> Consignes
(a) Recopiez le récit du double de clé de « De mon côté, j’ai » à « ne pas pleurer. », en substituant « serrurier » à « cordonnier ».
(b) Rédigez la suite du récit du double de clé après sa dernière phrase.

> Extrait du texte
--------------------------------------------------
De mon côté, j’ai décidé de lui offrir un cadeau symbolique. Nous franchissions les paliers un à un, alors pourquoi ne pas en ajouter un supplémentaire ? Je lui ai donc annoncé que la prochaine fois que nous nous verrons, ce serait l’occasion de lui remettre ce petit quelque chose. Malgré ses objections, je lui ai demandé de me faire confiance. C’est chez le cordonnier, dans la galerie marchande de Carrefour, que j’ai fait fabriquer un double de ma clé. Même si l’idée de vivre ensemble me semble encore difficile à envisager, l’image de ce geste m’enchantait. D’autant plus que c’est grâce à elle si je peux me déplacer dans cet espace public sans trop de complications. Une fois le précieux sésame en main, elle s’est retenue de ne pas pleurer.
--------------------------------------------------
> Lignes de données
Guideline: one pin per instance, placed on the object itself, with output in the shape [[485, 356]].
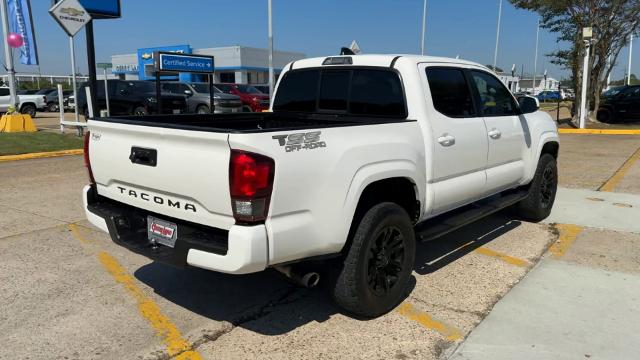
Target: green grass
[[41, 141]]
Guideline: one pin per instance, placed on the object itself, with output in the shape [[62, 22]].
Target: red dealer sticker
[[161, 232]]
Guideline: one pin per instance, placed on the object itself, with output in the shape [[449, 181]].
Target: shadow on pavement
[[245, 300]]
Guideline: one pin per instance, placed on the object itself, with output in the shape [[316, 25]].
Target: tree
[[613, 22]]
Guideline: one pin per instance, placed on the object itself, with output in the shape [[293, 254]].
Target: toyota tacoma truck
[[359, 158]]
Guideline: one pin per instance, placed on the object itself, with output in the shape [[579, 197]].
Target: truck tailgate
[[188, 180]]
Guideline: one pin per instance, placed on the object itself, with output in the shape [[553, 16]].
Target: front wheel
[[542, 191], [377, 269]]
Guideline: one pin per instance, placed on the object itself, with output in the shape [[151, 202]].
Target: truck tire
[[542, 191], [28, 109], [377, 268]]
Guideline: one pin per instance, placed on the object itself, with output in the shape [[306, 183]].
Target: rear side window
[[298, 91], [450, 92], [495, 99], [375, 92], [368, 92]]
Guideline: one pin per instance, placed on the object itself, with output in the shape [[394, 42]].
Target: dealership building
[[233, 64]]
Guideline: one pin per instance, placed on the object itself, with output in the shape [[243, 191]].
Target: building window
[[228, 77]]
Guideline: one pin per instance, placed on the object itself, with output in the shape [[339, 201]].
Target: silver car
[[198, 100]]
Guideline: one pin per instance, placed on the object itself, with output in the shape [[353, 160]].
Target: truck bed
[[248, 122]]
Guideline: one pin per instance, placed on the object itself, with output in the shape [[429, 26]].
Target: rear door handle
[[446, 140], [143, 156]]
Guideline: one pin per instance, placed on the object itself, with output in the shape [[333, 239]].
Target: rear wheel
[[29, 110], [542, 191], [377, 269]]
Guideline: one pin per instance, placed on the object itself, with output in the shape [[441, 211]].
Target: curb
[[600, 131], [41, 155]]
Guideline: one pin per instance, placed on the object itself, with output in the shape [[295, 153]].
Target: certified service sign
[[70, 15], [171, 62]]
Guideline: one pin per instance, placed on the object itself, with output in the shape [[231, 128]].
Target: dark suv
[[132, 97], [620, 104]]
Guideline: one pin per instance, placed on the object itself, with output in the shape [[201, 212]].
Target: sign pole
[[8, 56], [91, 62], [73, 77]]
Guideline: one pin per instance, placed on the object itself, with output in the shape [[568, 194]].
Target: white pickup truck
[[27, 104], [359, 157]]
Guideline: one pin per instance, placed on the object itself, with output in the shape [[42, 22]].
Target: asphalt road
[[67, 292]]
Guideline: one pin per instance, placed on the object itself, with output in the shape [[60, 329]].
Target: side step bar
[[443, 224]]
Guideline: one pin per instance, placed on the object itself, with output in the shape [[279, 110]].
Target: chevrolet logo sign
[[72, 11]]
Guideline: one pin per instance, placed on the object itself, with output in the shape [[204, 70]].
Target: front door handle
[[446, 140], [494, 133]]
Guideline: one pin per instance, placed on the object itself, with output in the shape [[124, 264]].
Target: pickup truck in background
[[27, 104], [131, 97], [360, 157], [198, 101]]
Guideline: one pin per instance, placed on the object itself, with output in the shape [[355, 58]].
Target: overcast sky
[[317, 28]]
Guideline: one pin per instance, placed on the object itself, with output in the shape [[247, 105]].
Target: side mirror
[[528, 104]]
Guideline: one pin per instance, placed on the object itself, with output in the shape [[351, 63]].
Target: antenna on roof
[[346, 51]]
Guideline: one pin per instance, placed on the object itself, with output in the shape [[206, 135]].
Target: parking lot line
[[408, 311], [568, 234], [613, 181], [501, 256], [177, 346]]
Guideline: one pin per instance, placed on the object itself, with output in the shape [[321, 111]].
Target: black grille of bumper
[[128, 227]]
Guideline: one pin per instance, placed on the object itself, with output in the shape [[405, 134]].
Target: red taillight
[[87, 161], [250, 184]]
--------------------------------------------------
> Réponses attendues
(a)
De mon côté, j’ai décidé de lui offrir un cadeau symbolique. Nous franchissions les paliers un à un, alors pourquoi ne pas en ajouter un supplémentaire ? Je lui ai donc annoncé que la prochaine fois que nous nous verrons, ce serait l’occasion de lui remettre ce petit quelque chose. Malgré ses objections, je lui ai demandé de me faire confiance. C’est chez le serrurier, dans la galerie marchande de Carrefour, que j’ai fait fabriquer un double de ma clé. Même si l’idée de vivre ensemble me semble encore difficile à envisager, l’image de ce geste m’enchantait. D’autant plus que c’est grâce à elle si je peux me déplacer dans cet espace public sans trop de complications. Une fois le précieux sésame en main, elle s’est retenue de ne pas pleurer.

(b)
Sept jours plus tard, l’échelon supérieur. Décidément, cette période fut décisive. Nous avions franchi plus d’étapes que lors d’un Tour de France. En début de soirée, ma mère eut le malheur de m’envoyer une série de messages concernant les problèmes qu’elle rencontrait avec Canal +, ce qui fut suffisant pour qu’Ornella s’imagine qu’elle avait besoin de notre aide. Devant mon refus catégorique, elle ne cessa de répéter, dans un cri presque enfantin : « Myriiammm, je voulais voir Myriiammm ». Malgré le caractère exagéré de cette réaction, je dois avouer que sans ça, je n’aurais pas cédé. Sous son regard incrédule, j’ai simplement demandé s’ils avaient terminé de manger. La réponse positive provoqua une nouvelle montée de stress chez celle qui, quelques minutes auparavant, rampait par terre en signe de protestation. Après tout ce temps, elle n’y croyait toujours pas. En ouvrant la porte, c’est mon père qui fut le plus surpris, puisque ma mère n’avait pas jugé bon de le mettre dans la confidence. La raison, selon ses propres mots : « voir comment va son cœur ».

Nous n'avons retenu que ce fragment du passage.